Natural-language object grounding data
+ + + + +

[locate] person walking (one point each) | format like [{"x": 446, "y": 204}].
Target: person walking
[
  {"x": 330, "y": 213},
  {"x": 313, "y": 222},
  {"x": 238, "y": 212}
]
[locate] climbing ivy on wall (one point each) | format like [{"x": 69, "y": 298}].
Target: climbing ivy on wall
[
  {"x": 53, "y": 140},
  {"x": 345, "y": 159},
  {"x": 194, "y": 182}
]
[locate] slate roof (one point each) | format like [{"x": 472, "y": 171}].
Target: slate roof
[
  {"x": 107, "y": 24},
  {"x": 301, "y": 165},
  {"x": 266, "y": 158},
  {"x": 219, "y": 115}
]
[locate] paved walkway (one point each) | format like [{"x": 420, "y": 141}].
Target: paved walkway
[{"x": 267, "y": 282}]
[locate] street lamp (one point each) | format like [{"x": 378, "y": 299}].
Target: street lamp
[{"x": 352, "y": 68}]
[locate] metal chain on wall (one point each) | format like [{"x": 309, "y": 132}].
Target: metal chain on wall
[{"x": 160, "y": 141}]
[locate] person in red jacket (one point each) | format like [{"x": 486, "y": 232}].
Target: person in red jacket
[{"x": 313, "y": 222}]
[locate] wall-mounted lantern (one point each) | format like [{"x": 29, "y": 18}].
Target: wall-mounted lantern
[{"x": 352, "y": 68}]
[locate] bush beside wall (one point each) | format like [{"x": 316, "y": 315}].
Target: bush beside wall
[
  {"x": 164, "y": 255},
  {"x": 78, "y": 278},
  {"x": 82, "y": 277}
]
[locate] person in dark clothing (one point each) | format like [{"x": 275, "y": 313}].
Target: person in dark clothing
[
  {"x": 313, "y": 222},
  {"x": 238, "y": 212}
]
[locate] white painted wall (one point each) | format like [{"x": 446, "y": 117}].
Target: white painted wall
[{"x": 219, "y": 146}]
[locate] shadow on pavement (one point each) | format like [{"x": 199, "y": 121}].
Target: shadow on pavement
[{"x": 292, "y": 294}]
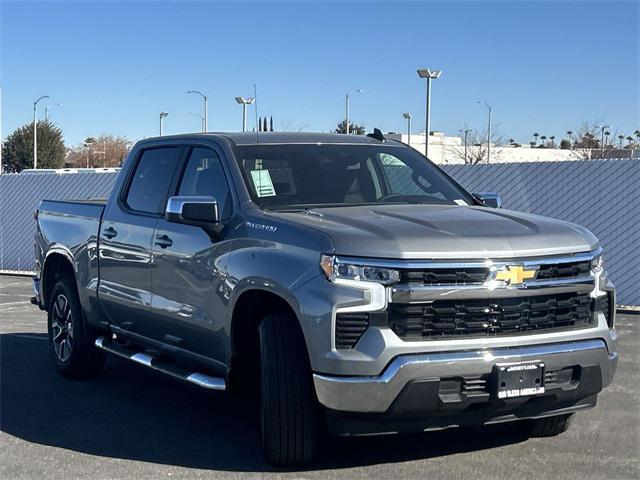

+ + + + +

### What to work on
With the pictures removed, print the entries above exactly.

### Answer box
[locate] person walking (one point each) | format like [{"x": 446, "y": 204}].
Target: person walking
[
  {"x": 330, "y": 213},
  {"x": 313, "y": 222},
  {"x": 238, "y": 212}
]
[locate] climbing ivy on wall (one point each) | format like [{"x": 69, "y": 298}].
Target: climbing ivy on wall
[
  {"x": 53, "y": 140},
  {"x": 345, "y": 159},
  {"x": 194, "y": 182}
]
[locate] slate roof (one point each) | format like [{"x": 472, "y": 171}].
Target: slate roof
[
  {"x": 107, "y": 24},
  {"x": 301, "y": 165},
  {"x": 266, "y": 158},
  {"x": 219, "y": 115}
]
[locate] paved walkway (one point each) | format like [{"x": 420, "y": 141}].
Target: paved walkway
[{"x": 267, "y": 282}]
[locate] street lamp (one point each) | format like [{"x": 378, "y": 299}].
Target: street lamp
[{"x": 352, "y": 68}]
[locate] metal chain on wall (one point each) | format like [{"x": 309, "y": 132}].
Target: metal chain on wall
[{"x": 160, "y": 141}]
[locate] person in red jacket (one point each) | format like [{"x": 486, "y": 232}].
Target: person in red jacket
[{"x": 313, "y": 222}]
[locate] wall-mounted lantern (one point each) | format like [{"x": 29, "y": 18}].
Target: wall-mounted lantern
[{"x": 352, "y": 68}]
[locate] bush beside wall (one point each) | format like [{"x": 316, "y": 315}].
Target: bush beside wall
[
  {"x": 164, "y": 255},
  {"x": 78, "y": 278},
  {"x": 82, "y": 277}
]
[locate] person in dark clothing (one point each) | format like [{"x": 275, "y": 313}].
Target: person in dark clothing
[
  {"x": 313, "y": 222},
  {"x": 238, "y": 212}
]
[locate] white painted wall (one point each) | format like [{"x": 446, "y": 117}].
Target: white painted wall
[{"x": 219, "y": 146}]
[locate] shadow on pavement (one point each) | format like [{"x": 199, "y": 121}].
Target: shadow on pavement
[{"x": 292, "y": 294}]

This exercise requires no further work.